» **PROMPT A**: Do the following statements agree with the text on headless CMS and SEO? (i) Sujoy Gupta published his declaration of love for Headless CMS in 2017. (ii) The biggest visible editorial difference is that a headless CMS lets editors edit metadata on the fly. (iii) Headless CMS need little planning before a site goes live. Answer yes or no for each, quoting the deciding words of the text.
» **PROMPT B**: Duplicate the part of the text on headless CMS and SEO between "So you see: the" and "to headless CMS?", inclusive.

» **PAGE EXTRACT**:
So you see: the biggest challenge with headless CMS is to carry out clean and clear planning before launching a site. From an editorial point of view, the biggest visible difference between a conventional CMS and a headless CMS is the lack of possibility to edit metadata on the fly. However, if the necessary planning has been done in advance, it can be assumed that SEO on the fly is even easier for headless CMS than SEO for a traditional CMS, especially if such an intelligent editor has been created in advance that directly takes SEO into account.

Does the future belong to headless CMS?

In order to answer this question, it is always worthwhile, especially with regard to SEO, to look in the direction of Google and see what employees of the search giant itself have to say about this topic. Back in 2017, Sujoy Gupta (Solutions Architect, Google Cloud Platform) published a declaration of love for Headless CMS. For him, the Headless CMS is particularly advantageous in one use case: when, on the one hand, you have to maintain a corporate website whose content is relatively static and, on the other hand, you have an editorial team that regularly publishes news in the corporate blog, for example. In most cases, this is handled via two independent systems, which means double the support effort. In addition, editors can access entities globally via a headless CMS, which minimises redundancies in the workflow. Let’s imagine: the slogan for a certain product changes and editors no longer have to revise 4 different URLs, but can make this change globally on the product entity – what a convenient idea of content management.

In addition, the headless approach of treating content elements as entities that can be edited independently of the URL on which they appear is very similar to the way Google works in terms of identifying entities. Here, once again, the clear advantage of Headless CMS with regard to SEO becomes clear: I treat content pieces as entities that I can display differently for different output devices via different templates. My content database, however, remains unaffected by the way it is displayed and so templates can be changed with regard to corresponding search queries, for example, if it is recognised that users have further questions about the product, for example, that the mobile template has not answered so far. And with regard to the future, one can only say: which output devices will still come that we can currently only dream of?


Let’s summarise: Headless CMS offer freedom, flexibility, scalability and speed. At the same time, however, they require a lot of planning, initiative and development effort before you can go live with a site. With regard to SEO and headless, one can say: great power brings great responsibility. If SEO is considered from the beginning, a freely designable headless CMS offers enormous advantages over a classic CMS. At the same time, however, if the development does not take SEO sufficiently into account from the beginning, one can have a significantly worse starting point for search engine optimisation than with classic WordPress & Co. In particular, sufficient Java Script SEO know-how should be available in the developer team in order not to create hurdles for smooth communication with search engine bots on the technical side right from the start.

So is Headless the best CMS for your organisation? Let’s answer the way SEOs answer: it depends.

(Excerpt from a dataset)

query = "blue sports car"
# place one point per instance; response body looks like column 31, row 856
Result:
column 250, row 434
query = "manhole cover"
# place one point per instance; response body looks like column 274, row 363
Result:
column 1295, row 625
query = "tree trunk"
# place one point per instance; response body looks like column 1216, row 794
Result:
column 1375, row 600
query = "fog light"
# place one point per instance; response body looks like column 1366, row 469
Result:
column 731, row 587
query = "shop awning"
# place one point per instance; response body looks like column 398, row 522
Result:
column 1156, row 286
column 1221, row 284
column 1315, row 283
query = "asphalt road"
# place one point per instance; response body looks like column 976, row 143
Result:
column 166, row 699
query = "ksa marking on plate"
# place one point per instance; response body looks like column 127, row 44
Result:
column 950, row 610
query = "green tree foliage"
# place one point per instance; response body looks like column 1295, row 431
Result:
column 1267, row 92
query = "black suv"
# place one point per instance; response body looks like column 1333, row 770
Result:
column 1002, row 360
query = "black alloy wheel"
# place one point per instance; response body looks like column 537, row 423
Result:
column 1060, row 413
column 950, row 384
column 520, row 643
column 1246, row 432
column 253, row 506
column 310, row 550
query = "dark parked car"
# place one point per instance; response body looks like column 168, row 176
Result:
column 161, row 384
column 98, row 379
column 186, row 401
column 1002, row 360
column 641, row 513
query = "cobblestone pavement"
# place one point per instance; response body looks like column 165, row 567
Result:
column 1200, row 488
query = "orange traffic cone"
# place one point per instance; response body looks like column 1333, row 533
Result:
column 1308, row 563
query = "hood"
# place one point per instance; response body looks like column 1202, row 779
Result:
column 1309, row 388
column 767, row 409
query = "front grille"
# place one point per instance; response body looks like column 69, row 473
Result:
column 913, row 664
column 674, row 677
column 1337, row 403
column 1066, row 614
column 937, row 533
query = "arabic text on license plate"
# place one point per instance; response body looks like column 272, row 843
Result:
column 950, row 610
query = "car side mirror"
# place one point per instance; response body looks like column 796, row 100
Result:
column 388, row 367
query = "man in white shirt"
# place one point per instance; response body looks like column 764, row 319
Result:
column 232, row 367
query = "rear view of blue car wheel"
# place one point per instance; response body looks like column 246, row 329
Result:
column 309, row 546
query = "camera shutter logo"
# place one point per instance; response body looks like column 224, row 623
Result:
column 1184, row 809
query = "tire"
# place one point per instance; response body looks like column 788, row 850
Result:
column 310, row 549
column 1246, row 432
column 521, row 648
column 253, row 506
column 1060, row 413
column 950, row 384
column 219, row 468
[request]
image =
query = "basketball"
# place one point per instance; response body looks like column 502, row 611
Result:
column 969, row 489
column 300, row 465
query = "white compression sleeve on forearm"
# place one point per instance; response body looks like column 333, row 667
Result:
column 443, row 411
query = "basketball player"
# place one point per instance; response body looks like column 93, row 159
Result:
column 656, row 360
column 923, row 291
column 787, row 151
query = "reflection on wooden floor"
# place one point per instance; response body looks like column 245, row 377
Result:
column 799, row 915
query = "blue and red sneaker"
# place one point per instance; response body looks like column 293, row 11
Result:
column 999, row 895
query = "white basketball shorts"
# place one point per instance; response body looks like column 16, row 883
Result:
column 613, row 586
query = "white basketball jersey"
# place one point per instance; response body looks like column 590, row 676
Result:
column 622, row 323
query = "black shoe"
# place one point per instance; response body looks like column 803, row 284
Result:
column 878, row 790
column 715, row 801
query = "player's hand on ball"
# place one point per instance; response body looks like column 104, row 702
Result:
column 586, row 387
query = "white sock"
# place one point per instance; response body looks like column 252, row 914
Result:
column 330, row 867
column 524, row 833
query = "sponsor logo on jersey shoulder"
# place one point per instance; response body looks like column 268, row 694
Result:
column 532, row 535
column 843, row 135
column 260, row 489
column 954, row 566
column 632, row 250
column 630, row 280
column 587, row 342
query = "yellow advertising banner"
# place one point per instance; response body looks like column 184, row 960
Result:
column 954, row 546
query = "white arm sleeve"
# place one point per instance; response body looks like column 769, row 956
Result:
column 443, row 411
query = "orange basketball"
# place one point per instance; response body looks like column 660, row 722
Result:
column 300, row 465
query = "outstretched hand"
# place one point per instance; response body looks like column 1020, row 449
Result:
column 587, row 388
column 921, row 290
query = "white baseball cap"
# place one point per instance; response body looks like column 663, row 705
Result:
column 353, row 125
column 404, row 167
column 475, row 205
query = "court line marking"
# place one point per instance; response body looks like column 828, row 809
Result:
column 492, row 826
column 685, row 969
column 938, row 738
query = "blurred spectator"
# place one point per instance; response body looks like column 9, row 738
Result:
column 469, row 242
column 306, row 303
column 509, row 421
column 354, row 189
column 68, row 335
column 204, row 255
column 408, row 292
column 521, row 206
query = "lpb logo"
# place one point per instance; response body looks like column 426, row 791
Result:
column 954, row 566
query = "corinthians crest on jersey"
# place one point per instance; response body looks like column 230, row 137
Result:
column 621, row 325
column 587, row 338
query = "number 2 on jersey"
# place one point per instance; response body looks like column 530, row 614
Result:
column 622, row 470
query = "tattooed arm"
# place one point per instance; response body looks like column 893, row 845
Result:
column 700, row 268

» **FULL ANSWER A**:
(i) Yes: "Back in 2017, Sujoy Gupta (Solutions Architect, Google Cloud Platform) published a declaration of love for Headless CMS."
(ii) No: "the biggest visible difference between a conventional CMS and a headless CMS is the lack of possibility to edit metadata on the fly."
(iii) No: "they require a lot of planning, initiative and development effort before you can go live with a site."

» **FULL ANSWER B**:
So you see: the biggest challenge with headless CMS is to carry out clean and clear planning before launching a site. From an editorial point of view, the biggest visible difference between a conventional CMS and a headless CMS is the lack of possibility to edit metadata on the fly. However, if the necessary planning has been done in advance, it can be assumed that SEO on the fly is even easier for headless CMS than SEO for a traditional CMS, especially if such an intelligent editor has been created in advance that directly takes SEO into account.

Does the future belong to headless CMS?